--- Start ---
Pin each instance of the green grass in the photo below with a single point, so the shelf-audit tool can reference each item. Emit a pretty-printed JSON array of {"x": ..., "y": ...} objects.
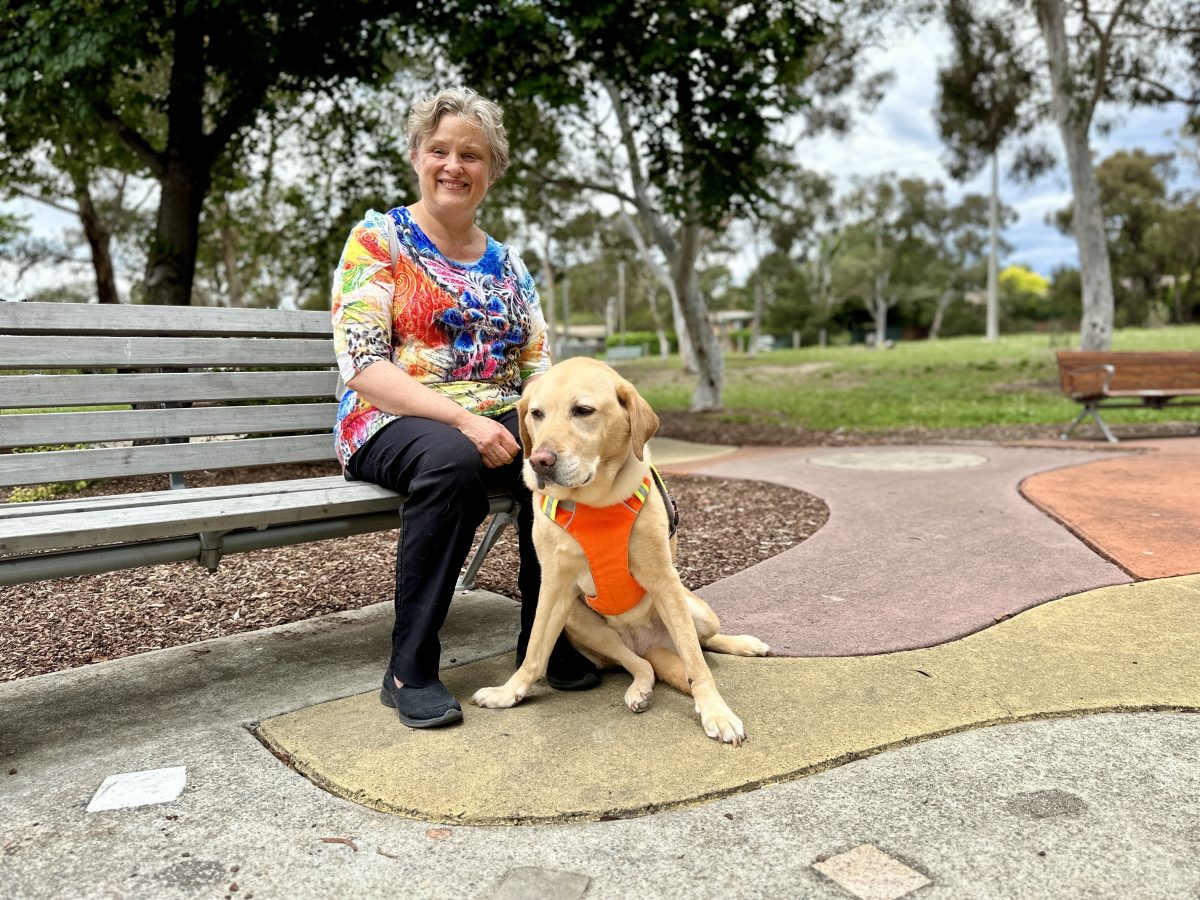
[{"x": 957, "y": 383}]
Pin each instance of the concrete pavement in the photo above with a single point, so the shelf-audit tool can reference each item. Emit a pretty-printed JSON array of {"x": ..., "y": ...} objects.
[{"x": 1087, "y": 805}]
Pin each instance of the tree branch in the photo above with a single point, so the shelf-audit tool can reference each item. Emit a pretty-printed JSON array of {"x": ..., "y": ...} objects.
[
  {"x": 660, "y": 233},
  {"x": 31, "y": 196},
  {"x": 585, "y": 185},
  {"x": 137, "y": 144}
]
--- End ---
### What the task asks:
Will you set down the records word for word while leaving out every picture?

### Worked answer:
Pin each instance of the green grass in the photo below with a single point, so the shelf-audit tool can reference each item. Emit a pretty-printed JSON array of {"x": ..., "y": ...} objects.
[{"x": 957, "y": 383}]
Pin each instance of the concrete pavement in the photo above with a single point, so the shelf-audit tool can reference each item. Emit a pretty-printed JSON array of {"x": ..., "y": ...} objects.
[{"x": 1087, "y": 805}]
Pin each instance of the tree branch in the photo above with a single point, so the shelf-audit tool can reference each item. Emit a pretty-printed JSON array of {"x": ..., "y": ...} objects.
[
  {"x": 660, "y": 233},
  {"x": 31, "y": 196},
  {"x": 585, "y": 185},
  {"x": 137, "y": 144}
]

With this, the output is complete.